[Point localization data]
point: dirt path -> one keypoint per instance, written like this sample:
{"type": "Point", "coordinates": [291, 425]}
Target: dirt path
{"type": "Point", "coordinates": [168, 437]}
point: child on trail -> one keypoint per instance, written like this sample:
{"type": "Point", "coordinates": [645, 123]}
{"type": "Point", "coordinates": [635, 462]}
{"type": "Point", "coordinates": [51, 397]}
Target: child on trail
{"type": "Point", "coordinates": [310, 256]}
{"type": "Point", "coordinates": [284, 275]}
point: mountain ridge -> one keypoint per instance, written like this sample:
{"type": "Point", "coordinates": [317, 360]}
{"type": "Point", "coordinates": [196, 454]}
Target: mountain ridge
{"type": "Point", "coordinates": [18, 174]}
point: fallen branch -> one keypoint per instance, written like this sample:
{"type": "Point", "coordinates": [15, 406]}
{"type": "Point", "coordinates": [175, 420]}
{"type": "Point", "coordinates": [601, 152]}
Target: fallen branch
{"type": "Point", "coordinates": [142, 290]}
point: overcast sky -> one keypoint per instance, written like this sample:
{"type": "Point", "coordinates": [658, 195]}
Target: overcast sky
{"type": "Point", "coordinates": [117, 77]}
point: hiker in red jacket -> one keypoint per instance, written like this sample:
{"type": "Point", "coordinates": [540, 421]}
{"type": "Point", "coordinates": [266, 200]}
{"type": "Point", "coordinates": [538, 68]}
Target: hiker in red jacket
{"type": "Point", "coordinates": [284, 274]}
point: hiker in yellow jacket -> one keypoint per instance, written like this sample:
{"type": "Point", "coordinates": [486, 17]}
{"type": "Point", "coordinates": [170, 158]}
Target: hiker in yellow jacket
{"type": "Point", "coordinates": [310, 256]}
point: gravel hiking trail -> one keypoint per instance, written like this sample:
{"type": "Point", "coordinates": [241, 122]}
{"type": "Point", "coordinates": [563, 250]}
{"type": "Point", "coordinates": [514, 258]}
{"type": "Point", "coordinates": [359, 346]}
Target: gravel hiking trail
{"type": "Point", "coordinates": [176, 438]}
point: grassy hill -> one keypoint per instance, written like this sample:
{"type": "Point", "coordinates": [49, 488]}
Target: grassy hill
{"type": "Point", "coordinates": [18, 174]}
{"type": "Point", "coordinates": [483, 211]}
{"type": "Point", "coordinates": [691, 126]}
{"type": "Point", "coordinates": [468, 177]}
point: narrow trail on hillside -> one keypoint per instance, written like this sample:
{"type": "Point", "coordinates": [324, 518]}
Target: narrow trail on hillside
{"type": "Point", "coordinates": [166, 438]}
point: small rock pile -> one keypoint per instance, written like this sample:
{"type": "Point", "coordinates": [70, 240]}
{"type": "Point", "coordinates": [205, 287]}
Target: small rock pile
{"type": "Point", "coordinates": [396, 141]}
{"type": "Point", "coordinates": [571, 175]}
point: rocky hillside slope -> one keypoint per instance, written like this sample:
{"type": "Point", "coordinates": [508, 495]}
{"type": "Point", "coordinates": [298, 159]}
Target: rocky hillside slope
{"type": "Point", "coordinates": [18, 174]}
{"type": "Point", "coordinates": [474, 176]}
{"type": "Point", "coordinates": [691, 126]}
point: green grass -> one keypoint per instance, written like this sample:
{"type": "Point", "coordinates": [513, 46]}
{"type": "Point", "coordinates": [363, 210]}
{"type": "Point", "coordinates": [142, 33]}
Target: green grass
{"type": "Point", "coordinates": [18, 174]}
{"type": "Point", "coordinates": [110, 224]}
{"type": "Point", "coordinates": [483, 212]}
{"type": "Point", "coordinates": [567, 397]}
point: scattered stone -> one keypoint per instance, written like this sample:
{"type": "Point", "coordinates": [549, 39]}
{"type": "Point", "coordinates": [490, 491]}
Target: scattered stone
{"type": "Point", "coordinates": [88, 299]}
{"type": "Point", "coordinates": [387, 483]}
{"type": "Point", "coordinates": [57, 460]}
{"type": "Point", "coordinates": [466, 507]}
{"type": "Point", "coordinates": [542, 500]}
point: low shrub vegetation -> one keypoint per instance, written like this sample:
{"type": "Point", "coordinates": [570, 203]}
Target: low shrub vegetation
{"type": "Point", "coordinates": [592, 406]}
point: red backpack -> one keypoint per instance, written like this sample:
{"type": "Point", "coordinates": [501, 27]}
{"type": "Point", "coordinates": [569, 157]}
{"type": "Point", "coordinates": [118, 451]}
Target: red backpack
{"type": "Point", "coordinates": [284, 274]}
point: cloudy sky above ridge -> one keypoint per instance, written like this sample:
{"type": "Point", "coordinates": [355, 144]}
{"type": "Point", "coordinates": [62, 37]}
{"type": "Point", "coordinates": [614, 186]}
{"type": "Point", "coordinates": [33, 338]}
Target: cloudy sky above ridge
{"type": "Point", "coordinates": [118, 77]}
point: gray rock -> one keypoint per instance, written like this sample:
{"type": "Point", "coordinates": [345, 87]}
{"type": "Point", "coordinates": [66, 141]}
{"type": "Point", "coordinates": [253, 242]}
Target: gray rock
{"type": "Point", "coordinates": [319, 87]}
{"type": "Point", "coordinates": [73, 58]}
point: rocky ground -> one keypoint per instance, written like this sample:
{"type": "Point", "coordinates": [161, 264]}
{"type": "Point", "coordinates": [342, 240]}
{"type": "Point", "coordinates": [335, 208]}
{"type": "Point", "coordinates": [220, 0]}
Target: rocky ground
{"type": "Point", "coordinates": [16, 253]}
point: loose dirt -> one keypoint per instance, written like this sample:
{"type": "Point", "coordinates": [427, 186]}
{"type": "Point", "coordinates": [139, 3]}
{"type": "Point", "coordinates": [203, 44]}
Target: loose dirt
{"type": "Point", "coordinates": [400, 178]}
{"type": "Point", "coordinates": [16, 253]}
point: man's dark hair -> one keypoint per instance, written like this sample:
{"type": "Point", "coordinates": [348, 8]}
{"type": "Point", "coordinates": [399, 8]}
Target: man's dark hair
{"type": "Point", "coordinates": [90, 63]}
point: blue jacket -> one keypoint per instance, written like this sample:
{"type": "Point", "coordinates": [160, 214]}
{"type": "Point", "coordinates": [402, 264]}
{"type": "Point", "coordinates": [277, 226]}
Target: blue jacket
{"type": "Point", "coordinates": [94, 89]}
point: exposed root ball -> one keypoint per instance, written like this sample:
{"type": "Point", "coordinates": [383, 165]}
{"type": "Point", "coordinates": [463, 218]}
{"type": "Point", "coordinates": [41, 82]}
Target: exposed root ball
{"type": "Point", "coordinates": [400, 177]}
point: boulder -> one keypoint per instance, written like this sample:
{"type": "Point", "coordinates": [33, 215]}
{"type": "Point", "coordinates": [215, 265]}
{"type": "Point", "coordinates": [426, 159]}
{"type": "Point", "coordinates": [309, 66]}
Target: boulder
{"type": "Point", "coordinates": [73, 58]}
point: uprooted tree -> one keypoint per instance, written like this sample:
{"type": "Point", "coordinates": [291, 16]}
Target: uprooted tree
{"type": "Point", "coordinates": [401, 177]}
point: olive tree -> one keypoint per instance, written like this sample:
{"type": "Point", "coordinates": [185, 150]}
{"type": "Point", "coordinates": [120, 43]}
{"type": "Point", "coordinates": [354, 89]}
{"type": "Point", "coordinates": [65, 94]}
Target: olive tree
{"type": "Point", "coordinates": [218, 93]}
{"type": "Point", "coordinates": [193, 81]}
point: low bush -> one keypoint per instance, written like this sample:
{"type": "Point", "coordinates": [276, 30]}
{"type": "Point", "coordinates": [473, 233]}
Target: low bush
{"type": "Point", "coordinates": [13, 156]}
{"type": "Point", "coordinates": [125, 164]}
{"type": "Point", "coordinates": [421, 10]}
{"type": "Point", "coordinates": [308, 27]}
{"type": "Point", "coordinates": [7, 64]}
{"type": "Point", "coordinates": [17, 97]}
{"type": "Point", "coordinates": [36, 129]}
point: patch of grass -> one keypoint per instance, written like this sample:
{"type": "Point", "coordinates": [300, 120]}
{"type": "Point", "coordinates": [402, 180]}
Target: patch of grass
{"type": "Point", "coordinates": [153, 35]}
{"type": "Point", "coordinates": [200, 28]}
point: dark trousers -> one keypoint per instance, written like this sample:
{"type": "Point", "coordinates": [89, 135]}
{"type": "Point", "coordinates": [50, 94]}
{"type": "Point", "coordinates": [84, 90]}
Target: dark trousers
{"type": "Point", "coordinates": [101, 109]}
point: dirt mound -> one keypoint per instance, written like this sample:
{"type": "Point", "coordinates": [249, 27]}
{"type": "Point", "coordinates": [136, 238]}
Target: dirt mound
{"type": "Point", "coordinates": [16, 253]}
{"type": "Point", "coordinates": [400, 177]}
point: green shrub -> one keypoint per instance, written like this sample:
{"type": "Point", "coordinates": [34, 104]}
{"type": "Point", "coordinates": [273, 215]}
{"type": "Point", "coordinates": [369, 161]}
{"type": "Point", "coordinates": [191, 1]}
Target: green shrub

TASK DETAILS —
Look above for the line that holds "Target: low bush", then copy it and each line after it exactly, through the last line of the data.

EXPECTED ANSWER —
Target: low bush
{"type": "Point", "coordinates": [13, 156]}
{"type": "Point", "coordinates": [125, 164]}
{"type": "Point", "coordinates": [421, 10]}
{"type": "Point", "coordinates": [308, 27]}
{"type": "Point", "coordinates": [7, 64]}
{"type": "Point", "coordinates": [17, 97]}
{"type": "Point", "coordinates": [36, 129]}
point: patch of grass -> one keypoint per instance, written like this sample:
{"type": "Point", "coordinates": [300, 120]}
{"type": "Point", "coordinates": [402, 180]}
Target: patch of grass
{"type": "Point", "coordinates": [153, 35]}
{"type": "Point", "coordinates": [200, 28]}
point: dark trousers -> one keypoint per instance, written like this sample:
{"type": "Point", "coordinates": [89, 135]}
{"type": "Point", "coordinates": [50, 94]}
{"type": "Point", "coordinates": [84, 90]}
Target: dark trousers
{"type": "Point", "coordinates": [101, 109]}
point: dirt mound -> one keypoint per instance, written like this sample:
{"type": "Point", "coordinates": [249, 27]}
{"type": "Point", "coordinates": [136, 238]}
Target: dirt mound
{"type": "Point", "coordinates": [16, 253]}
{"type": "Point", "coordinates": [400, 177]}
point: green shrub -> one keypoint per instance, written like this sample:
{"type": "Point", "coordinates": [34, 104]}
{"type": "Point", "coordinates": [273, 215]}
{"type": "Point", "coordinates": [369, 161]}
{"type": "Point", "coordinates": [191, 1]}
Target: green shrub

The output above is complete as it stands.